### [DIRECTIONS]
All entries shown below should be duplicated character for character.

Extracted data entries
- - -
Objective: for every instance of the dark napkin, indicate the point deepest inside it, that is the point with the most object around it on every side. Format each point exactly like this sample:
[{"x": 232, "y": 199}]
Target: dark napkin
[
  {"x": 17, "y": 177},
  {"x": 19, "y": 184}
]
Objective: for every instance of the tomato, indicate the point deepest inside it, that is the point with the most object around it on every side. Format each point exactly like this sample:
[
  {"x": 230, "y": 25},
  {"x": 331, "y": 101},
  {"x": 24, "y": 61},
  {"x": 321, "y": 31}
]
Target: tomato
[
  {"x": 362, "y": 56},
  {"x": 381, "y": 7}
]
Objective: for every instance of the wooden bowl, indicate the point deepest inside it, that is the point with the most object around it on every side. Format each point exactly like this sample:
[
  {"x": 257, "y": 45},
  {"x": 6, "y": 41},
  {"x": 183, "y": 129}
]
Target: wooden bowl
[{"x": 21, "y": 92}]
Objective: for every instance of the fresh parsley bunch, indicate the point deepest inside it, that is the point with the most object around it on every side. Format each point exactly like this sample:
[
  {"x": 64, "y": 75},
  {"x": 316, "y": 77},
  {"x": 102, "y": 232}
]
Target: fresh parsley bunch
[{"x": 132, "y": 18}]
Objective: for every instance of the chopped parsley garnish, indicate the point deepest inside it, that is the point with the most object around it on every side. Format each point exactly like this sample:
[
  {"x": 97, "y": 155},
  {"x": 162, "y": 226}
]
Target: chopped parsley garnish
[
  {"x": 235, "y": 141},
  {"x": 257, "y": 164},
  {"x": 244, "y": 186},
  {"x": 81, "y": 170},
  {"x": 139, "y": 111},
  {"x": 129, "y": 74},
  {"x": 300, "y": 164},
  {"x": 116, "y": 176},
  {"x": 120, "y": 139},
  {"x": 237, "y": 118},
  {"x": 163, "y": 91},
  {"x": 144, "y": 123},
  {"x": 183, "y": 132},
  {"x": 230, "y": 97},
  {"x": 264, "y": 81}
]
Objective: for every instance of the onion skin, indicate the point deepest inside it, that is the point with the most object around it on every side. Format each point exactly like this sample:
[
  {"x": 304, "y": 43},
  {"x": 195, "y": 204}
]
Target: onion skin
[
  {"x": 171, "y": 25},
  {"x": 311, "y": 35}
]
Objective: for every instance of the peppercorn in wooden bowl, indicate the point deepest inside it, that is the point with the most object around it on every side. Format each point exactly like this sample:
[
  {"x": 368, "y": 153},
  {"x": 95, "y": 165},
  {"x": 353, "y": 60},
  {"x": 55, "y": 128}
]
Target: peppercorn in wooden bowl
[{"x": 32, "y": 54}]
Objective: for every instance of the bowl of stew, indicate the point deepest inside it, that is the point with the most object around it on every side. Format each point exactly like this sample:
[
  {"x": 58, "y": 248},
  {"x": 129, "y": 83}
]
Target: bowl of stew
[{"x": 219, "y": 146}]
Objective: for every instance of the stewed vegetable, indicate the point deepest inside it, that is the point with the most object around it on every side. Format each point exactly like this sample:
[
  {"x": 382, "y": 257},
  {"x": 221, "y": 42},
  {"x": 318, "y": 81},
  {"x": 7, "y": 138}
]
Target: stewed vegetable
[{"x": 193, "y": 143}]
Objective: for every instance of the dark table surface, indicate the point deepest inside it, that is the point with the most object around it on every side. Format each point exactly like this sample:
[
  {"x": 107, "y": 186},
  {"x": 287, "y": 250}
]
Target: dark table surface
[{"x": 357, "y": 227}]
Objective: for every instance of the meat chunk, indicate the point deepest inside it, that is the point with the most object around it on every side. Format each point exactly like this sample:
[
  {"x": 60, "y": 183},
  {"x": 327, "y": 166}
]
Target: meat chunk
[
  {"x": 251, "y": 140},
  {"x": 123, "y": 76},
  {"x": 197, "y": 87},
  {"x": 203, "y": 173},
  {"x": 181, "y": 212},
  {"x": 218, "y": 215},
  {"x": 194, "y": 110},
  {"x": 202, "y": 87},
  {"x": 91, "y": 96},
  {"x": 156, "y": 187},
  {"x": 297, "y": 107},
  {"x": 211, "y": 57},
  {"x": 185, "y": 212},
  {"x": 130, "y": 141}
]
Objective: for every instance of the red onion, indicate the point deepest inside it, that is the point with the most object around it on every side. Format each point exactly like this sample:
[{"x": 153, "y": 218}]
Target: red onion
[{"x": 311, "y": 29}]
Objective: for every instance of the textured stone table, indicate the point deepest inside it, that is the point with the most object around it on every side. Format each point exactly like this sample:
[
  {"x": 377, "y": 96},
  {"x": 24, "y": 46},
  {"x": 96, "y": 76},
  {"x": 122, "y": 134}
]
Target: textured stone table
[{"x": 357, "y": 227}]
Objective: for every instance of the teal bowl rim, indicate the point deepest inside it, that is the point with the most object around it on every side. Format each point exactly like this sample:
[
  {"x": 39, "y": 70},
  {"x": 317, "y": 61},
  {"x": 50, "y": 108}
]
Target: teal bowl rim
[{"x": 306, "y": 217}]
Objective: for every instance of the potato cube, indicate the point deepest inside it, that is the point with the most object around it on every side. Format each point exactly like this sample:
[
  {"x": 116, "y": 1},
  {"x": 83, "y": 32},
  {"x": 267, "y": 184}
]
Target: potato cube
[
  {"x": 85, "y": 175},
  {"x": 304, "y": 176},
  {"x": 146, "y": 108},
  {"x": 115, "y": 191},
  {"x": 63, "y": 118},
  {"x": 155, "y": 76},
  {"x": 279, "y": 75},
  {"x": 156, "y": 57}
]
- - -
### [RESULT BELOW]
Objective: for every instance of the dark napkin, indicate the point deepest inside it, that is the point with the most object around it on every side. Format each point exactly like this sample:
[{"x": 232, "y": 199}]
Target: dark napkin
[
  {"x": 17, "y": 177},
  {"x": 19, "y": 184}
]
Objective: for every instance of the tomato, indicate the point deepest inside it, that is the point with the most object around it on every side. Format each point exactly like this sample:
[
  {"x": 230, "y": 25},
  {"x": 331, "y": 101},
  {"x": 24, "y": 61},
  {"x": 321, "y": 31}
]
Target: tomato
[
  {"x": 362, "y": 56},
  {"x": 381, "y": 7}
]
Objective: for every instance of the wooden bowl, indicate the point deepest inside it, that is the point with the most object around it on every side. Format each point exactly like this sample:
[
  {"x": 257, "y": 45},
  {"x": 6, "y": 41},
  {"x": 183, "y": 129}
]
Target: wooden bowl
[{"x": 21, "y": 92}]
Objective: for every instance of the fresh parsley bunch, indicate the point deepest inside it, that is the point with the most object around it on every side. Format each point exactly like this sample:
[
  {"x": 64, "y": 75},
  {"x": 316, "y": 77},
  {"x": 102, "y": 232}
]
Target: fresh parsley bunch
[{"x": 132, "y": 18}]
Objective: for every instance of the chopped parsley garnish, indicate the point deepest inside it, that is the point with the most object around it on every side. Format each point exactly like this sample:
[
  {"x": 97, "y": 155},
  {"x": 162, "y": 226}
]
Target: chopped parsley garnish
[
  {"x": 235, "y": 141},
  {"x": 257, "y": 164},
  {"x": 244, "y": 186},
  {"x": 81, "y": 170},
  {"x": 139, "y": 111},
  {"x": 129, "y": 74},
  {"x": 300, "y": 164},
  {"x": 116, "y": 176},
  {"x": 120, "y": 139},
  {"x": 237, "y": 118},
  {"x": 163, "y": 91},
  {"x": 144, "y": 123},
  {"x": 183, "y": 132},
  {"x": 230, "y": 97},
  {"x": 264, "y": 81}
]
Objective: for every instance of the onion skin, indicate the point deepest inside it, that is the point with the most object around it on every side. Format each point exactly like this sample:
[
  {"x": 304, "y": 43},
  {"x": 195, "y": 204}
]
Target: onion skin
[
  {"x": 171, "y": 25},
  {"x": 311, "y": 35}
]
Objective: for every instance of the peppercorn in wooden bowl, indicate the point deepest inside it, that is the point with the most object around it on every side. Format each point exactly like this sample:
[
  {"x": 368, "y": 153},
  {"x": 95, "y": 165},
  {"x": 353, "y": 60},
  {"x": 55, "y": 128}
]
Target: peppercorn in wooden bowl
[{"x": 32, "y": 54}]
Objective: for every instance of the bowl of stew, indicate the point deepest inside it, that is the point with the most object around it on every side. Format each point exactly like this sample:
[
  {"x": 58, "y": 248},
  {"x": 129, "y": 83}
]
Target: bowl of stew
[{"x": 219, "y": 146}]
Objective: for every instance of the stewed vegetable, indicate the point deepest inside it, that is the point with the most object around it on every side. Format each point exactly like this sample:
[
  {"x": 382, "y": 257},
  {"x": 221, "y": 42},
  {"x": 318, "y": 81},
  {"x": 7, "y": 138}
]
Target: stewed vegetable
[{"x": 193, "y": 143}]
Objective: for every instance of the dark table surface, indicate the point deepest inside it, that is the point with the most object around it on every side. Format each point exactly like this sample:
[
  {"x": 107, "y": 186},
  {"x": 287, "y": 250}
]
Target: dark table surface
[{"x": 357, "y": 227}]
Objective: for every instance of the meat chunk, indicate the point deepest inside it, that is the point with the most object around it on every side. Format each point exactly like this sample:
[
  {"x": 60, "y": 183},
  {"x": 327, "y": 166}
]
Target: meat chunk
[
  {"x": 251, "y": 140},
  {"x": 123, "y": 76},
  {"x": 197, "y": 87},
  {"x": 203, "y": 173},
  {"x": 181, "y": 212},
  {"x": 218, "y": 215},
  {"x": 194, "y": 110},
  {"x": 202, "y": 87},
  {"x": 91, "y": 96},
  {"x": 156, "y": 187},
  {"x": 297, "y": 107},
  {"x": 211, "y": 57},
  {"x": 185, "y": 212},
  {"x": 130, "y": 141}
]
Objective: for every instance of the red onion, indicate the point deepest inside it, that is the point with the most object around it on every side. Format each point exactly like this sample:
[{"x": 153, "y": 218}]
Target: red onion
[{"x": 311, "y": 29}]
Objective: for every instance of the textured stone table, indicate the point deepest inside it, that is the point with the most object around it on every side. Format each point exactly like this sample:
[
  {"x": 377, "y": 96},
  {"x": 24, "y": 46},
  {"x": 96, "y": 76},
  {"x": 122, "y": 134}
]
Target: textured stone table
[{"x": 357, "y": 227}]
Objective: for every instance of the teal bowl rim, indicate the point deepest inside it, that is the point with the most object around it on every side. Format each point exactly like this sample:
[
  {"x": 39, "y": 70},
  {"x": 317, "y": 61},
  {"x": 50, "y": 108}
]
Target: teal bowl rim
[{"x": 306, "y": 217}]
Objective: for every instance of the potato cube, indicate the point deepest inside it, that is the point with the most object around it on every side. Format each point exactly like this sample:
[
  {"x": 116, "y": 1},
  {"x": 83, "y": 32},
  {"x": 267, "y": 184}
]
Target: potato cube
[
  {"x": 85, "y": 175},
  {"x": 304, "y": 176},
  {"x": 146, "y": 108},
  {"x": 115, "y": 191},
  {"x": 63, "y": 118},
  {"x": 155, "y": 76},
  {"x": 279, "y": 75},
  {"x": 156, "y": 57}
]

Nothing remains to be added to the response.